# [Assigned task]
Transcribe the article on the EBSA electronic disclosure rule word for word, starting at "Largely mirroring the" and ending at "if they prefer.".

# [Excerpt to read]
###

EBSA’s E-Disclosure Rule Is Final

The standard, letting employers opt for electronic vs. print reporting, is a highlight of the agency’s departed assistant secretary’s tenure.
Reported by John Manganaro

Art by Pete Ryan


The Department of Labor (DOL) and its Employee Benefits Security Administration (EBSA) have published their much anticipated Electronic Disclosure Final Rule. The rule expands the ability of private sector employers to communicate mandated retirement plan disclosures and other information online or by email.

Largely mirroring the proposed version of the rule, put forward last year, the final rule allows employers to deliver disclosures to plan participants electronically by default, letting participants opt out and receive paper mailings if they prefer.

EBSA leadership says this measure will reduce printing, mailing and related plan costs by an estimated $3.2 billion over the next decade. The rule will also make disclosures more readily accessible and useful for participants, while preserving the rights of those who prefer paper disclosures, EBSA says.

###

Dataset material
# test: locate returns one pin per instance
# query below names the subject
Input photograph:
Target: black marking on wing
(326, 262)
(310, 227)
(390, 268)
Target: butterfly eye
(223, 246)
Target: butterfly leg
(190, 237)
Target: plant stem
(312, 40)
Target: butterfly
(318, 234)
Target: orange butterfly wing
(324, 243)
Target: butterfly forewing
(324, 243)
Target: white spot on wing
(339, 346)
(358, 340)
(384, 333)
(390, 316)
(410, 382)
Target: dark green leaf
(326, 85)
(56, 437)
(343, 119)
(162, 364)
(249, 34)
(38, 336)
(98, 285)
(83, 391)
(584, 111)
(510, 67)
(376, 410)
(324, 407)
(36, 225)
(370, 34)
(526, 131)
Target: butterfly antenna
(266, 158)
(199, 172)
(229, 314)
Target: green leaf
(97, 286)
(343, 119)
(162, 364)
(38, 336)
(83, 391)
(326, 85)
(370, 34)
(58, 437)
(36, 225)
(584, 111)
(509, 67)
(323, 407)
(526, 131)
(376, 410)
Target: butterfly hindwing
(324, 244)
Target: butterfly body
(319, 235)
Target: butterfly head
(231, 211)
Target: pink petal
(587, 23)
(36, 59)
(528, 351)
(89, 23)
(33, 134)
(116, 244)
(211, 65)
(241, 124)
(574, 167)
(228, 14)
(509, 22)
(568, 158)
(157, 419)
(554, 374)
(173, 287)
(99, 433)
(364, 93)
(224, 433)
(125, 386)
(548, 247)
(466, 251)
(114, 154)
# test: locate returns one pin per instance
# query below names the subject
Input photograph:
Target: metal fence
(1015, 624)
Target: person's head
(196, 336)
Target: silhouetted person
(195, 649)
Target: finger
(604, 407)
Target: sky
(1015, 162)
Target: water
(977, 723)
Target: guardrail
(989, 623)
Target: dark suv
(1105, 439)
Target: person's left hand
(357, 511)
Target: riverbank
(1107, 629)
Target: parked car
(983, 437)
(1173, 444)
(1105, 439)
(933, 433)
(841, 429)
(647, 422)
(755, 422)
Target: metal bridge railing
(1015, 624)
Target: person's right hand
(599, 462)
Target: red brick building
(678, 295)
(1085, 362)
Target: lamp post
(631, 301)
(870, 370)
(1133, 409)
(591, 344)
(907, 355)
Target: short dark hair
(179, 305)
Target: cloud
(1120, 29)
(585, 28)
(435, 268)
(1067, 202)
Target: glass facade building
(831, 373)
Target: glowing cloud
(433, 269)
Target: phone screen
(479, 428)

###

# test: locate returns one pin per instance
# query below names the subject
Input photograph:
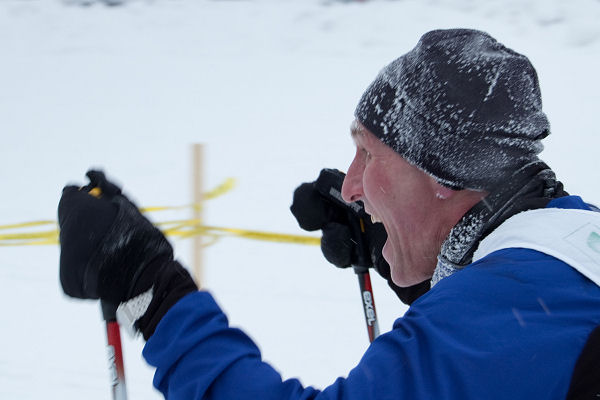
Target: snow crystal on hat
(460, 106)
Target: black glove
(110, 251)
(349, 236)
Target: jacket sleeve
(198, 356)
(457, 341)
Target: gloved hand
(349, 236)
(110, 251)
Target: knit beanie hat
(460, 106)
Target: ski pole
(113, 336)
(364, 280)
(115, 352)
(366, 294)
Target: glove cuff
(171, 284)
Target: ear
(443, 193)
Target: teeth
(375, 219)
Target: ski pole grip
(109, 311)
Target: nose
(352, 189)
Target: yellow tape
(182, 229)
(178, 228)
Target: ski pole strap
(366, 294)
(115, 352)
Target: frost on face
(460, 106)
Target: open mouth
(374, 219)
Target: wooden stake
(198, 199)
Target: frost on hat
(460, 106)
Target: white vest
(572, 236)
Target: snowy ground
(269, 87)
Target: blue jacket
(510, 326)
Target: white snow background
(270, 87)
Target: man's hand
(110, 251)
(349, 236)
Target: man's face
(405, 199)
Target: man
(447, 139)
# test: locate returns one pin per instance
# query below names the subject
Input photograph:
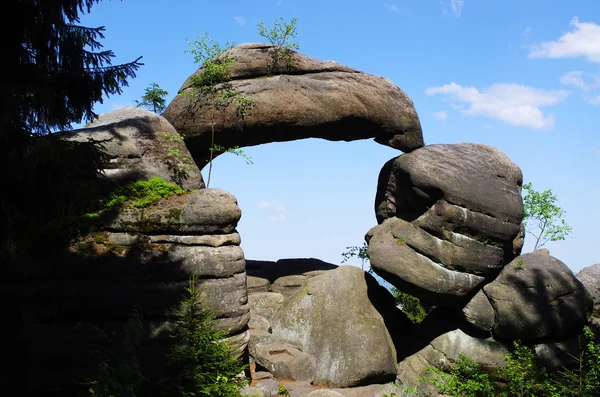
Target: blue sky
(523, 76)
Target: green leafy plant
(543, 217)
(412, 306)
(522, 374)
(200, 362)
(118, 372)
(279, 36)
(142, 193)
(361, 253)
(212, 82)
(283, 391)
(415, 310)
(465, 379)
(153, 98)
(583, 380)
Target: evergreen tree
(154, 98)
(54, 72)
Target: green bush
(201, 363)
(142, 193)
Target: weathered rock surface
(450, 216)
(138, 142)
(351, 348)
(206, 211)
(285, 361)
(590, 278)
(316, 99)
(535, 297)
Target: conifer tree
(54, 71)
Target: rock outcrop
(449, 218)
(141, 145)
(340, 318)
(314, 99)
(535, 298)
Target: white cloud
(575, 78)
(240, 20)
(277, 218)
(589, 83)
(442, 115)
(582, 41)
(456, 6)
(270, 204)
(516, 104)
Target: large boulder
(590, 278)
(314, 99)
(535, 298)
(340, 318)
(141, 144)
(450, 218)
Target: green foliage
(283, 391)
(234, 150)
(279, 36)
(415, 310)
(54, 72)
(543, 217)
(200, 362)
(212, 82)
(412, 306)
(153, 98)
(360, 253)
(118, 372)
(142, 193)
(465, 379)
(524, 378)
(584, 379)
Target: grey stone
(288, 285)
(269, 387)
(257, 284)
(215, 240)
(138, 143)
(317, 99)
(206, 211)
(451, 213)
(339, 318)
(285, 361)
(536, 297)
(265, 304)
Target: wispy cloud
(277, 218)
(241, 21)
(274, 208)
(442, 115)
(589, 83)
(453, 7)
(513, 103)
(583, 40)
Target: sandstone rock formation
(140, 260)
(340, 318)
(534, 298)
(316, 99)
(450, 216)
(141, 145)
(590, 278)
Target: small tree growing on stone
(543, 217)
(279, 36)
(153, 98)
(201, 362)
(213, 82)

###

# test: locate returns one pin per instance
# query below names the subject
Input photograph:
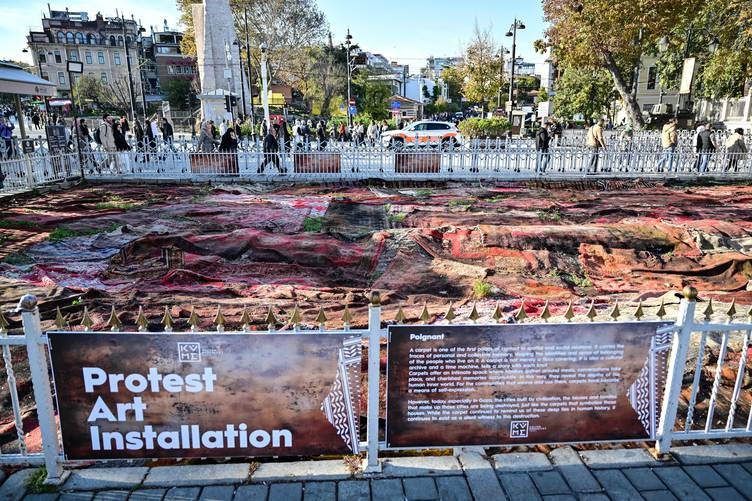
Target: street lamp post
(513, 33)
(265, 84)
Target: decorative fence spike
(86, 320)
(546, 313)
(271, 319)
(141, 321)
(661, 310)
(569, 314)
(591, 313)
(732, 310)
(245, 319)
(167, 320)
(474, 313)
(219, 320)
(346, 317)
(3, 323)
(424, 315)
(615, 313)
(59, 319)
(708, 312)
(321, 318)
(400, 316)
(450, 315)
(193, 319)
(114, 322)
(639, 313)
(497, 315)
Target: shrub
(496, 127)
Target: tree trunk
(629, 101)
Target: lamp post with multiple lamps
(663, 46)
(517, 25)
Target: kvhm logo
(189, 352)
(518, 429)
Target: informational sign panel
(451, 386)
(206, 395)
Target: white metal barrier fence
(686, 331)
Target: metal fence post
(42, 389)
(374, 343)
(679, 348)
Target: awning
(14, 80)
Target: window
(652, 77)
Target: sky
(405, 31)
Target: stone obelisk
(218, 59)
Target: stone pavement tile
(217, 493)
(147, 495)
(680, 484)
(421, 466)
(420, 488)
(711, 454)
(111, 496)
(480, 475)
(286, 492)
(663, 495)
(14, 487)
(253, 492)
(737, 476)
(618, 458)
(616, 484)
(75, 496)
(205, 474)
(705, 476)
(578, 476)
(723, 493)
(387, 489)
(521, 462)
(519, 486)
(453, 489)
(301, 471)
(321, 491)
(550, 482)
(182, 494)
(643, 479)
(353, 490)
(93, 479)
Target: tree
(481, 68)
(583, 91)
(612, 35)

###

# [Your response]
Largely mirroring the proposed version of the rule, put forward last year, the final rule allows employers to deliver disclosures to plan participants electronically by default, letting participants opt out and receive paper mailings if they prefer.